» MATERIAL SUPPLIED:
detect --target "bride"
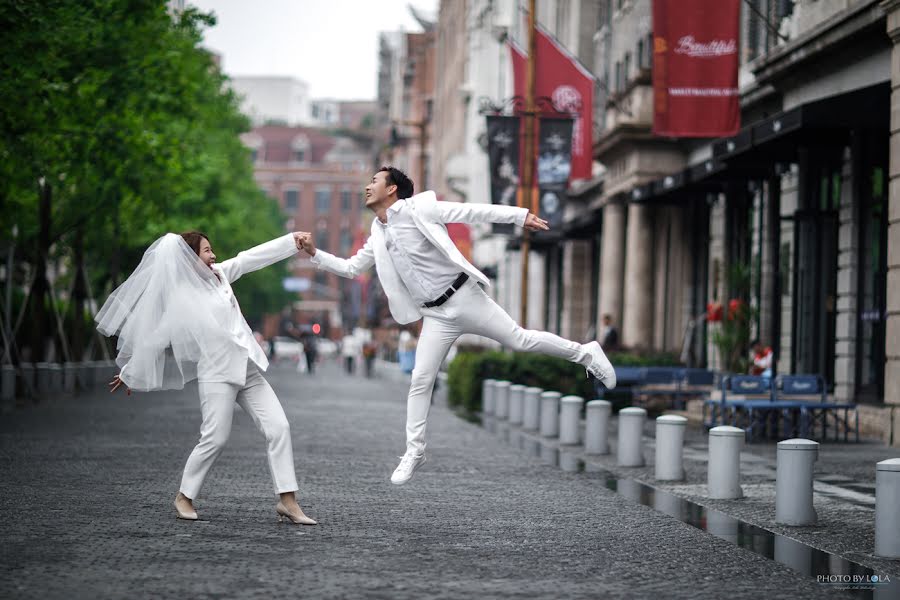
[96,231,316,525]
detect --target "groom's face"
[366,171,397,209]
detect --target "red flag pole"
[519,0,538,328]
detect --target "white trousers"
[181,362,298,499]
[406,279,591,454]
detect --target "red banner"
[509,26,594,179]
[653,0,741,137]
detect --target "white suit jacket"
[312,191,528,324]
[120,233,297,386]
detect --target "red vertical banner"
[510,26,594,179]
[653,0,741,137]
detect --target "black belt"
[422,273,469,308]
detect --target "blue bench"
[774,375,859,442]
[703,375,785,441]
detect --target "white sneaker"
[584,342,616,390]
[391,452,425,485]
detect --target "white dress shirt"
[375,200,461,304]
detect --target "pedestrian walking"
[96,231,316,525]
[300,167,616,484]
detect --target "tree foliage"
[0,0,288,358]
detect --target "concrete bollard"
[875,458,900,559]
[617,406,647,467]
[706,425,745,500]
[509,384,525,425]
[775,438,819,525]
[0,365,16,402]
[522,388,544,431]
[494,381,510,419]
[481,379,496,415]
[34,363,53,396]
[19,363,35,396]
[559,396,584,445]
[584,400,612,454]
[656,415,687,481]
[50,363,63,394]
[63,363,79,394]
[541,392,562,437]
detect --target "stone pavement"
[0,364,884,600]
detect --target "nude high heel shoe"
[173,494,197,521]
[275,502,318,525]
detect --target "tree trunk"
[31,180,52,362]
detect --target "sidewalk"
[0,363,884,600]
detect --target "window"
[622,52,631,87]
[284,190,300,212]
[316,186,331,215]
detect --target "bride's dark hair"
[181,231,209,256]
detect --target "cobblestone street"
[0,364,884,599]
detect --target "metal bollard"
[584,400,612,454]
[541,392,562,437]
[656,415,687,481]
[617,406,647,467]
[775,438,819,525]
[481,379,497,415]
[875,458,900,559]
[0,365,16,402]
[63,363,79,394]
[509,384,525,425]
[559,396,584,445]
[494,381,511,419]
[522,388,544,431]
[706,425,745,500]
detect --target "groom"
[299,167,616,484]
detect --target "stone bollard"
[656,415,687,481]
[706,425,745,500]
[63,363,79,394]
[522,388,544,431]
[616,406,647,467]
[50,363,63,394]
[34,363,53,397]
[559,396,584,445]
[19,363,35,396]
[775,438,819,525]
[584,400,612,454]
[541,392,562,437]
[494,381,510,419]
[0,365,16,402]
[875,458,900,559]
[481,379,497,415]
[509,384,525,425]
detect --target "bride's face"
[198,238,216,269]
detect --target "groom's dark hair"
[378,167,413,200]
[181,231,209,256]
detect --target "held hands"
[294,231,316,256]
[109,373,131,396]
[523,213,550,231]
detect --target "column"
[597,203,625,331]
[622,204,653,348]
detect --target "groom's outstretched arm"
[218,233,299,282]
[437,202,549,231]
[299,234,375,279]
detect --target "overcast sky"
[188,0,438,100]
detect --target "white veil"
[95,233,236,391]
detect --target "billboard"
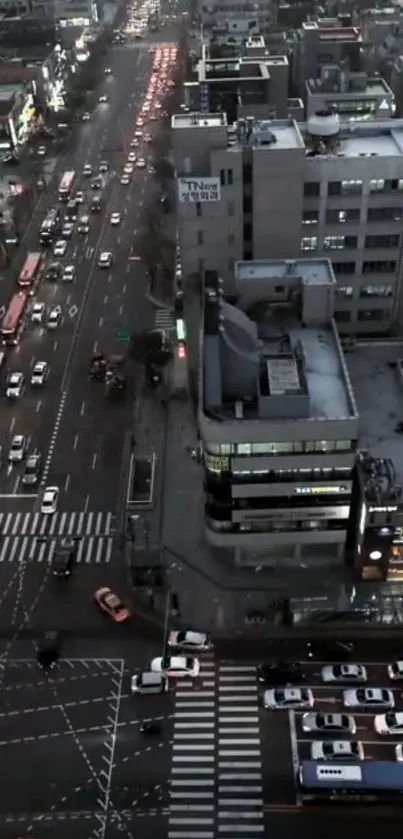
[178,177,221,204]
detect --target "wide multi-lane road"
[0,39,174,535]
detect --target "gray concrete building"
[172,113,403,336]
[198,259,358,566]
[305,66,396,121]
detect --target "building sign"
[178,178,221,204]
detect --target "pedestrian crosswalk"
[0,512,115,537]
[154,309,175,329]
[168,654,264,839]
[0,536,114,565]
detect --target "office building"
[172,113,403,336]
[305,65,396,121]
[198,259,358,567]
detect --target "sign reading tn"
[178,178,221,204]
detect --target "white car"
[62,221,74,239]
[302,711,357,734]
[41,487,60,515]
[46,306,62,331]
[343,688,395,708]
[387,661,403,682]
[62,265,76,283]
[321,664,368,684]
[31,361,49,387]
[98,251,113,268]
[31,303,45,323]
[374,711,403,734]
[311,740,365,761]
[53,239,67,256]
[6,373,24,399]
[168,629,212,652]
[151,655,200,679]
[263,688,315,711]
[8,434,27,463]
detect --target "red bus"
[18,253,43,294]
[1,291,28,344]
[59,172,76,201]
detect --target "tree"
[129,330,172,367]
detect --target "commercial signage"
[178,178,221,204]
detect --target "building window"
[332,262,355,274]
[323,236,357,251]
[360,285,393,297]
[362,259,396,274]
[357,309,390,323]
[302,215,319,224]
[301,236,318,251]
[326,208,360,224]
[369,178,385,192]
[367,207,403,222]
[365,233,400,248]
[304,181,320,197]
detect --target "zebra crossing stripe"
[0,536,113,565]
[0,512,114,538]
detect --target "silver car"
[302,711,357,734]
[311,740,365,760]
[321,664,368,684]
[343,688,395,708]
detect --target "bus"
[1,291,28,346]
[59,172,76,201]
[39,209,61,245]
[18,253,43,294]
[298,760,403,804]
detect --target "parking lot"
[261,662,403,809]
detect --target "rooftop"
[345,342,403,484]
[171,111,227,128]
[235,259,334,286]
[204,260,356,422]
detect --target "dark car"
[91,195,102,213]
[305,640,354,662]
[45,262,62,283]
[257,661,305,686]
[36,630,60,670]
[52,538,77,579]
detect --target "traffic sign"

» TO DO:
Reproduce all the records with "blue bench" swapped for "wooden bench" and every other line left unchanged, leaving the pictures out.

» FULL SOLUTION:
detect --target "bride"
[96,231,316,525]
detect --target "groom's face"
[366,171,397,209]
detect --target "red flag pole"
[519,0,538,328]
detect --target "white trousers"
[181,362,298,499]
[406,279,591,454]
detect --target "red banner"
[509,26,594,179]
[653,0,741,137]
detect --target "white suit jacket"
[312,191,528,324]
[120,233,297,386]
detect --target "red vertical banner"
[510,26,594,179]
[653,0,741,137]
detect --target "black belt"
[422,273,469,308]
detect --target "wooden bench"
[774,375,859,442]
[703,375,785,441]
detect --target "white sneaker"
[584,342,616,390]
[391,452,425,485]
detect --target "white dress shirt"
[375,200,461,304]
detect --target "pedestrian walking"
[96,231,316,525]
[300,167,616,484]
detect --target "tree foliage"
[0,0,288,358]
detect --target "concrete bollard"
[875,458,900,559]
[617,406,647,467]
[706,425,745,500]
[509,384,525,425]
[775,438,819,525]
[0,365,16,402]
[522,388,544,431]
[494,381,510,419]
[481,379,496,415]
[34,363,53,396]
[19,363,35,396]
[559,396,584,445]
[584,400,612,454]
[656,415,687,481]
[50,363,63,394]
[63,363,79,394]
[541,392,562,437]
detect --target "stone pavement"
[0,364,884,600]
detect --target "nude high heel shoe"
[173,494,197,521]
[275,502,318,525]
detect --target "tree trunk"
[31,180,52,362]
detect --target "sidewalk"
[0,363,884,600]
detect --target "window"
[622,52,631,87]
[284,190,300,212]
[316,186,331,215]
detect --target "bride's dark hair"
[181,231,209,256]
detect --target "cobblestone street"
[0,364,884,599]
detect --target "metal bollard"
[584,400,612,454]
[541,392,562,437]
[656,415,687,481]
[617,406,647,467]
[775,438,819,525]
[481,379,497,415]
[875,458,900,559]
[0,365,16,402]
[63,363,79,394]
[509,384,525,425]
[559,396,584,445]
[494,381,511,419]
[522,388,544,431]
[706,425,745,500]
detect --target "groom"
[299,167,616,484]
detect --target "stone bollard"
[656,415,687,481]
[706,425,745,500]
[63,363,79,394]
[522,388,544,431]
[616,406,647,467]
[50,363,63,394]
[34,363,53,397]
[559,396,584,445]
[19,363,35,396]
[775,438,819,525]
[584,400,612,454]
[541,392,562,437]
[494,381,510,419]
[0,365,16,402]
[875,458,900,559]
[481,379,497,415]
[509,384,525,425]
detect --target "bride's face"
[198,238,216,269]
detect --target "groom's dark hair"
[378,167,413,200]
[181,231,209,256]
detect --target "held hands"
[294,231,316,256]
[109,373,131,396]
[523,213,550,231]
detect --target "column"
[597,203,625,331]
[622,204,653,348]
detect --target "groom's outstretched arm"
[218,233,299,282]
[437,202,549,231]
[299,234,375,279]
detect --target "overcast sky"
[188,0,438,100]
detect --target "white veil"
[95,233,236,391]
detect --target "billboard"
[178,177,221,204]
detect --target "wide multi-lane road"
[0,39,174,535]
detect --target "gray concrete building"
[172,113,403,336]
[198,259,358,566]
[305,66,396,121]
detect --target "building sign"
[178,178,221,204]
detect --target "pedestrian crosswalk"
[0,512,115,537]
[154,309,175,329]
[168,654,264,839]
[0,536,114,565]
detect --target "office building"
[172,113,403,336]
[305,65,396,121]
[198,259,358,567]
detect --target "sign reading tn"
[178,178,221,204]
detect --target "white car"
[62,221,74,239]
[302,711,357,734]
[41,487,60,515]
[46,306,62,331]
[343,688,395,708]
[387,661,403,682]
[62,265,76,283]
[321,664,368,684]
[31,361,49,387]
[98,251,113,268]
[31,303,45,323]
[374,711,403,734]
[311,740,365,761]
[53,239,67,256]
[6,373,24,399]
[168,629,212,652]
[151,655,200,679]
[263,688,315,711]
[8,434,27,463]
detect --target "red bus"
[18,253,43,294]
[1,291,28,344]
[59,172,76,201]
detect --target "tree"
[129,330,172,367]
detect --target "commercial signage"
[178,178,221,204]
detect --target "building window"
[332,262,355,274]
[323,236,357,251]
[360,285,393,297]
[362,259,396,274]
[357,309,390,323]
[302,215,319,224]
[301,236,318,251]
[326,208,360,224]
[369,178,385,192]
[367,207,403,222]
[365,233,400,248]
[304,181,320,197]
detect --target "zebra crossing stripe"
[0,536,113,565]
[0,512,114,538]
detect --target "silver car"
[302,711,357,734]
[311,740,365,760]
[321,664,368,684]
[343,688,395,708]
detect --target "bus"
[1,291,28,346]
[59,172,76,201]
[39,209,61,245]
[18,253,43,294]
[298,760,403,804]
detect --target "parking lot"
[261,662,403,809]
detect --target "rooftop"
[345,342,403,484]
[171,111,227,128]
[235,259,334,286]
[204,260,356,422]
detect --target "dark car"
[91,195,102,213]
[305,640,354,662]
[45,262,62,283]
[257,661,305,686]
[36,630,60,670]
[52,538,77,579]
detect --target "traffic sign"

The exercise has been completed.